Give an exact copy of the data that follows, but none of its pictures.
-------- Stored data --------
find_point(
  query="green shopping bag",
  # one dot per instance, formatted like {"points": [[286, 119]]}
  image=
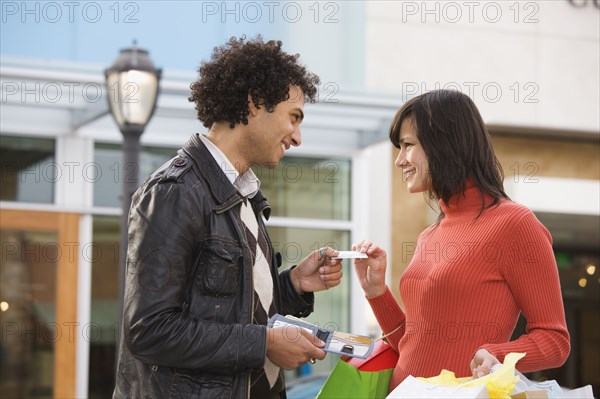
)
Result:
{"points": [[364, 379]]}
--------
Written solution:
find_point(
  query="green shopping bag",
  # one dot per instance, formatted like {"points": [[286, 119]]}
  image=
)
Result:
{"points": [[364, 379]]}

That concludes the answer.